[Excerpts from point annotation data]
◆ ◆ ◆ ◆

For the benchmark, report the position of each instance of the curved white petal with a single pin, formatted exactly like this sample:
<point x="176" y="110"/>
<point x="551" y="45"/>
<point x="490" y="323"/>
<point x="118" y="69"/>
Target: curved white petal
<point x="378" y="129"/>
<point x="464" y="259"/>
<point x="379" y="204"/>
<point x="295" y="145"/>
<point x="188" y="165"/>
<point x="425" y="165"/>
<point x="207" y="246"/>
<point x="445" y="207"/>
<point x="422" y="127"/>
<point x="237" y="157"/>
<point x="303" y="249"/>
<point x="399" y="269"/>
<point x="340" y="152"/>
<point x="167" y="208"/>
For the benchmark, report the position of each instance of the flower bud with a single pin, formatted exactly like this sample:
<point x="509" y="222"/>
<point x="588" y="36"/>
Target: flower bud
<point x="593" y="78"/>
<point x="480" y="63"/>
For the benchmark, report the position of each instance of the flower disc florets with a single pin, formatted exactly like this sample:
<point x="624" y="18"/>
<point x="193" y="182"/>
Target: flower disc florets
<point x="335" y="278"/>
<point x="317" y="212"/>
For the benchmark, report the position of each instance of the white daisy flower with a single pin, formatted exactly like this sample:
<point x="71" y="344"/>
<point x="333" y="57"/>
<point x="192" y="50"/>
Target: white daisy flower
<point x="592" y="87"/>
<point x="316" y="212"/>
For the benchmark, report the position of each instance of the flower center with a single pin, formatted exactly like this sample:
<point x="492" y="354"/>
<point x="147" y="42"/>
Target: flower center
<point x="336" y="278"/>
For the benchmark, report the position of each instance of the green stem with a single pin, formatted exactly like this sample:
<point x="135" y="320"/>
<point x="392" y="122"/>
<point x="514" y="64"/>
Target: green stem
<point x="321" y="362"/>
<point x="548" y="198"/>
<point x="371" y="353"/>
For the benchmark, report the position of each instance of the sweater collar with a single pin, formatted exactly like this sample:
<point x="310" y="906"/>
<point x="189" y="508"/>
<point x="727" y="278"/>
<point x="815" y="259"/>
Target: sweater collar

◆ ◆ ◆ ◆

_Required work_. Write down the full listing again, exactly.

_Solution for this problem_.
For the benchmark, report the position of each instance of the curved white petal with a single pin, formatted exactly like this sample:
<point x="176" y="110"/>
<point x="551" y="45"/>
<point x="490" y="323"/>
<point x="118" y="69"/>
Target: curved white petal
<point x="378" y="129"/>
<point x="464" y="259"/>
<point x="379" y="204"/>
<point x="295" y="145"/>
<point x="188" y="165"/>
<point x="425" y="165"/>
<point x="207" y="246"/>
<point x="445" y="207"/>
<point x="422" y="127"/>
<point x="237" y="157"/>
<point x="303" y="249"/>
<point x="399" y="269"/>
<point x="340" y="152"/>
<point x="167" y="208"/>
For the benchmark, report the position of each instance of the flower bud with a single pin, formatted exactly like this sample:
<point x="509" y="222"/>
<point x="588" y="36"/>
Target: flower bud
<point x="593" y="78"/>
<point x="480" y="63"/>
For the benchmark, report the position of each instance of the flower disc florets with a single pin, formatted exactly like this sample:
<point x="624" y="18"/>
<point x="193" y="182"/>
Target: flower disc florets
<point x="335" y="278"/>
<point x="317" y="212"/>
For the benchmark, report the position of each instance of the white daisy flower with a single pin, formatted exactly like this sample:
<point x="71" y="344"/>
<point x="333" y="57"/>
<point x="192" y="50"/>
Target: white daisy flower
<point x="592" y="87"/>
<point x="316" y="212"/>
For the benchmark, report the position of each instance of the flower center with a single pin, formatted exactly like this sample:
<point x="492" y="354"/>
<point x="147" y="42"/>
Target: flower center
<point x="336" y="278"/>
For the benchmark, report the position of each instance of the green stem with a single pin, formatted exactly like this sample:
<point x="135" y="320"/>
<point x="392" y="122"/>
<point x="514" y="64"/>
Target: green stem
<point x="321" y="362"/>
<point x="548" y="198"/>
<point x="371" y="353"/>
For the benchmark, report the position of each instance of the sweater collar with a single pin, formatted exactly like this sample:
<point x="310" y="906"/>
<point x="189" y="508"/>
<point x="727" y="278"/>
<point x="815" y="259"/>
Target: sweater collar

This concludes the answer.